> [Task input]
+-------+

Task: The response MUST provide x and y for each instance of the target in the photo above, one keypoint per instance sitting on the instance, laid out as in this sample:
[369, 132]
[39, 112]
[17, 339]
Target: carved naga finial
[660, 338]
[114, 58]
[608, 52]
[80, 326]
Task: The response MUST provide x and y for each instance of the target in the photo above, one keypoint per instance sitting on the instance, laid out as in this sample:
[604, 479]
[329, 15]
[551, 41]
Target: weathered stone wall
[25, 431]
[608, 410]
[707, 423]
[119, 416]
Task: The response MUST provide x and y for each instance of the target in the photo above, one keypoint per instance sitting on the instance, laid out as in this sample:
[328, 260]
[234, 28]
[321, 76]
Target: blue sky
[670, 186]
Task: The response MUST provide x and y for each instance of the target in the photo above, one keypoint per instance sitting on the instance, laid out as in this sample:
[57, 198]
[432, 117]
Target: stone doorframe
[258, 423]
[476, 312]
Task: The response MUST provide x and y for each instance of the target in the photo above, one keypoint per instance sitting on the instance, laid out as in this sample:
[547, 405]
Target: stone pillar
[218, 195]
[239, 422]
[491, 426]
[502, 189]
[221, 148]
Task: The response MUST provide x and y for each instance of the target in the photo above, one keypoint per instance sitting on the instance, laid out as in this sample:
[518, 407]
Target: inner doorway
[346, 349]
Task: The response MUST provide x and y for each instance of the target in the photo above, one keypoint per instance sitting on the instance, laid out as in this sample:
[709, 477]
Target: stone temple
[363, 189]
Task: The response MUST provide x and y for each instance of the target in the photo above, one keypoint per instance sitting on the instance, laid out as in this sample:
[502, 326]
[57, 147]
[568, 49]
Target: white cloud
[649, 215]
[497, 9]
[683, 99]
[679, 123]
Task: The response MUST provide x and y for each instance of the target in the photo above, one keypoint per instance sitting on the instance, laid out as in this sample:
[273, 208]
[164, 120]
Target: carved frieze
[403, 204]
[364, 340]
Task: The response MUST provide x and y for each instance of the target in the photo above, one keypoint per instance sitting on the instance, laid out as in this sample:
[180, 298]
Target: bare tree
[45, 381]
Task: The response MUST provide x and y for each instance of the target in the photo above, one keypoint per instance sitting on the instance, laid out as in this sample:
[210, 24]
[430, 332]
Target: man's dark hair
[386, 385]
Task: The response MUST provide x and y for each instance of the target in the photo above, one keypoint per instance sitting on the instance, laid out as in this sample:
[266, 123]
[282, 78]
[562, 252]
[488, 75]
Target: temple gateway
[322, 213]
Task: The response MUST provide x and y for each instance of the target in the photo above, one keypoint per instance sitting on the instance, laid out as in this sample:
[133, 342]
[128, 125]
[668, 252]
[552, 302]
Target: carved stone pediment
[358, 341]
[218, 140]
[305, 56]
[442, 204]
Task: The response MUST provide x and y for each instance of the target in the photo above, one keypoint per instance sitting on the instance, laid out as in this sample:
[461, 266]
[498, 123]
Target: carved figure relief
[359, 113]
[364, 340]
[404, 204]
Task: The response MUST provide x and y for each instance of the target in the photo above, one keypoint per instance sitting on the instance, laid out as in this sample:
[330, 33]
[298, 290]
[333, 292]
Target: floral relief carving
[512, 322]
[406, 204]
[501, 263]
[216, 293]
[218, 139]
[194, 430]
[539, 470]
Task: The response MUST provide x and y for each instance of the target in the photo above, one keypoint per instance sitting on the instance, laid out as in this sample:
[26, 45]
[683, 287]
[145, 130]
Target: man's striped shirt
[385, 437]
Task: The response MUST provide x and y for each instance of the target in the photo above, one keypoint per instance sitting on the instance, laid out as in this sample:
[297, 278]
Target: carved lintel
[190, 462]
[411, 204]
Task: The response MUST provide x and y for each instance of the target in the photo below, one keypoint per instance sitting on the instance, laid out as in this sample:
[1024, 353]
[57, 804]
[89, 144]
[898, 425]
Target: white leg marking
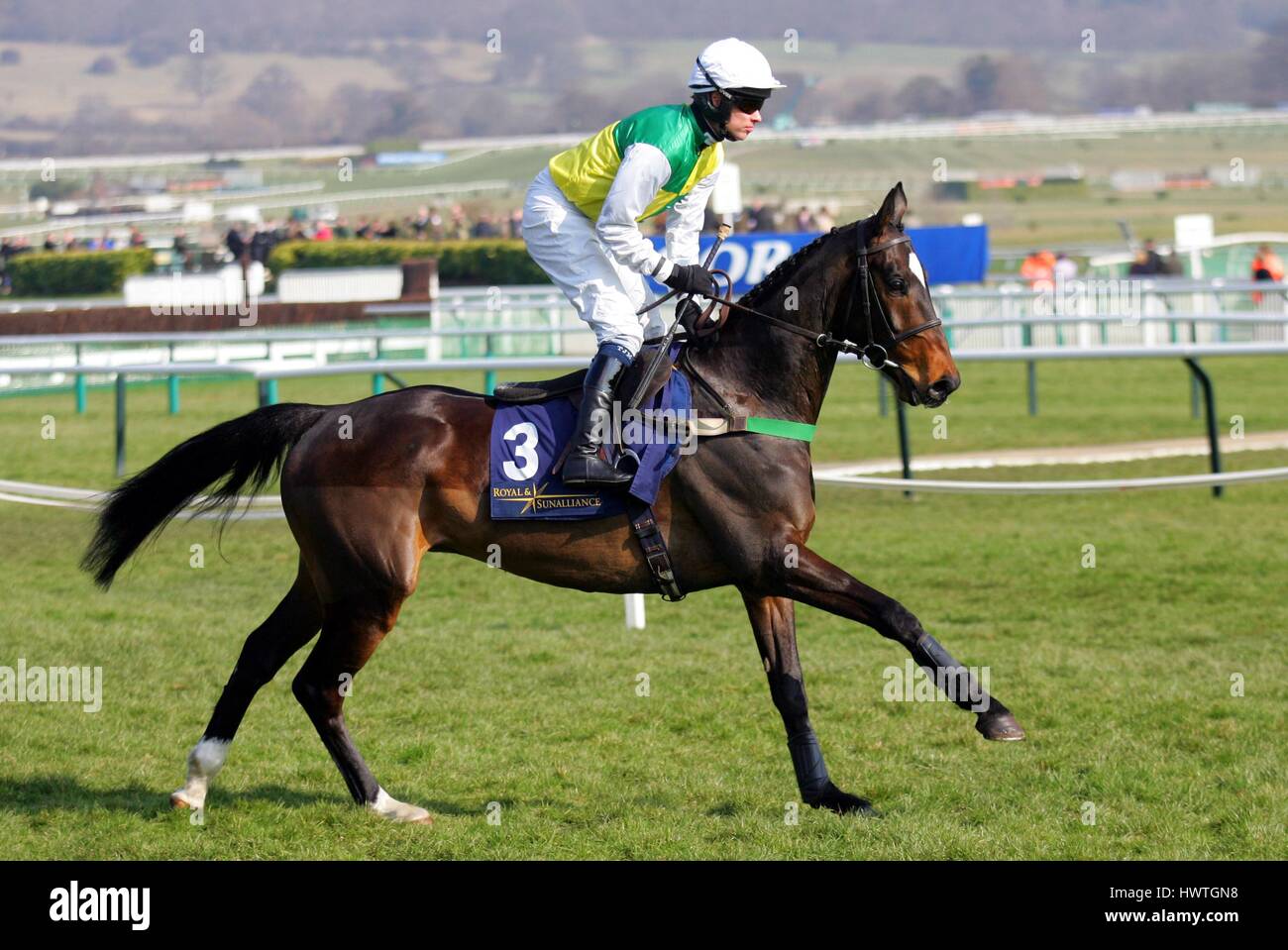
[398, 811]
[204, 762]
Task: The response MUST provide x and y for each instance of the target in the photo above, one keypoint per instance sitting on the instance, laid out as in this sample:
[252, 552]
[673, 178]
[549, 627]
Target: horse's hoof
[844, 803]
[1000, 727]
[391, 808]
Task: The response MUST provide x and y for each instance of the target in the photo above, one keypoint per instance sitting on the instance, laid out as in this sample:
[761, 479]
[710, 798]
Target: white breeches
[563, 241]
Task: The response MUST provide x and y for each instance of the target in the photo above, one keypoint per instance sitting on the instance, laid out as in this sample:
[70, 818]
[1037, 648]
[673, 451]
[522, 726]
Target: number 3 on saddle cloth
[528, 439]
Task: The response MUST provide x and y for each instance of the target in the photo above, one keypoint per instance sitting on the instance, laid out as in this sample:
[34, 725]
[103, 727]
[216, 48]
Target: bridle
[881, 340]
[876, 352]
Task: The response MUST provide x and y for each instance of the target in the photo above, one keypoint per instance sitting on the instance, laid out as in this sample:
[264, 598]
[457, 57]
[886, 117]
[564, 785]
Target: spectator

+-------+

> [Set problem] Every line of the data should be copied as it stands, without the images.

> [Task response]
Task: The response MUST provide x and y for each instance of the target in the photo above, one keypoint per instance sitting on the instance, laid out as in this sample:
[369, 132]
[39, 112]
[17, 339]
Target: carved naga finial
[660, 338]
[114, 58]
[608, 52]
[80, 326]
Task: The response MUST provide x and y for each instance of the target in the photo above, one keypoint per instance sitting on the instance, laid out as in this sample:
[604, 479]
[329, 15]
[551, 41]
Target: weathered stone wall
[25, 431]
[608, 410]
[707, 423]
[119, 416]
Task: The response MUST provide x and y for each instance of the target in the photo above, one keypoint per instance sitting on the instance, laid out as in this sample:
[328, 260]
[234, 28]
[321, 76]
Target: blue sky
[670, 186]
Task: The response MUST provide x and y for each instance of the target in the photo above, one keypoint per instance sitting on the instance, laid out as in this sample:
[57, 198]
[432, 117]
Target: stone doorframe
[258, 423]
[476, 312]
Task: The response MUST provide x and y for each instance of the target in the photo above, one keypoint per instance sitting on the instance, laid out as in this sample:
[547, 405]
Target: stone pillar
[218, 195]
[239, 422]
[491, 426]
[502, 189]
[221, 148]
Task: The response MUST provide x and y for each instance of the target in the photo above, one keypoint per instance sitting on the instance, laid out as in this sample:
[518, 407]
Target: inner doorway
[346, 349]
Task: The response MUST provide x and y for each instance of the target in the photo above, one keypoint per instance sitting on the instance, laid out as in this sample:
[709, 477]
Target: stone temple
[363, 189]
Task: The response MUST provide x and y for each instance of the target in the photo above, one keypoint per instance sitting on the instance, laid out as in this sample:
[502, 326]
[57, 147]
[568, 49]
Target: white cloud
[649, 215]
[497, 9]
[683, 99]
[679, 123]
Task: The response MUST provide x and y for each instance of the target in the photo above, one keypoint per instance sitting on the instance, laid out as in this sample:
[273, 208]
[164, 120]
Target: carved frieze
[403, 204]
[364, 340]
Task: The response MUST provide x and y for each instance of the target in the photo above, one keypoint per instance sitting on the instance, laid out as in this sample:
[180, 298]
Target: bare tree
[45, 381]
Task: The response MUST provide x and y for each instance of the target in the photo above, one keypoint per instance sitting on the instance, laid out as in this sample:
[210, 24]
[430, 332]
Target: man's dark hair
[386, 385]
Task: The response MUST provide x and y for each instance of the target in the photo above, one keypoint per instance sitting on the instance, laid out as in this sample:
[266, 123]
[282, 78]
[562, 252]
[488, 75]
Target: temple gateway
[322, 213]
Task: The response MUST provide x and y for each instance of the target in the photo above, one keypoint per instance sitting on the instance, laid out as in this sample:
[133, 342]
[128, 125]
[668, 252]
[552, 302]
Target: carved stone pediment
[358, 341]
[218, 140]
[305, 56]
[442, 204]
Task: The response MUST provide x and y for each instance of the target in the photo above, one keypoint per instance sitting on the instance, laid out as in this sample:
[461, 266]
[498, 123]
Target: carved figure relief
[359, 113]
[364, 340]
[404, 204]
Task: The response MUST provide x and y for each instance of the target in the photo above, one keypoint per instance sitting on the instance, laid out as in this sample:
[330, 33]
[298, 290]
[333, 292]
Target: floral relief carving
[512, 322]
[406, 204]
[501, 263]
[216, 293]
[218, 139]
[194, 430]
[539, 470]
Task: The response MUST provide x and y for each instance of the target in the photo above, one keypoint per instance sitting on the instance, laid out as in this sample:
[26, 45]
[683, 287]
[145, 130]
Target: man's striped shirt
[385, 437]
Task: The response MUST provide x and y for each instance of the target in the photo above, one keypoint per instance sitting on the instance, laid out as in this sample:
[297, 278]
Target: carved lintel
[190, 462]
[411, 204]
Task: The response MUST provide x and y for each instance of the target in the photo below, one keypoint per instance sitting on the instance, laid out as in this sample:
[1024, 353]
[57, 804]
[89, 144]
[898, 425]
Target: white leg marking
[398, 811]
[204, 762]
Task: The response MUST provide x and y for each instance of the target in the photo above, one keypoint per instance sitting on the instance, laid out as in this sample:
[252, 552]
[673, 178]
[549, 627]
Target: horse's hoof
[844, 803]
[1000, 727]
[391, 808]
Task: The response MUST provide x and y for each instance of the target in the photo above, one keypoint per instance sitting on the instance, laid out as in this sample:
[761, 479]
[710, 798]
Target: white breeches
[563, 241]
Task: The response MUST provide x and y for each instance of the target in the photo above, one keypoint per instance sitting on the instance, laid out as in this sample:
[70, 818]
[1037, 648]
[673, 451]
[522, 726]
Target: number 3 on saddle cloth
[528, 439]
Task: The response MUST provide x and y for each instance of the target in the photo above, one keypoint per instance sitting on the instance, laid out as in this sample:
[34, 725]
[103, 727]
[216, 48]
Target: bridle
[881, 340]
[876, 352]
Task: The response MUST provide x and y for each instance of the target in the photo above, one keypoint per instance sitting on the instance, laid out as in this sample:
[264, 598]
[457, 57]
[886, 117]
[564, 785]
Target: spectator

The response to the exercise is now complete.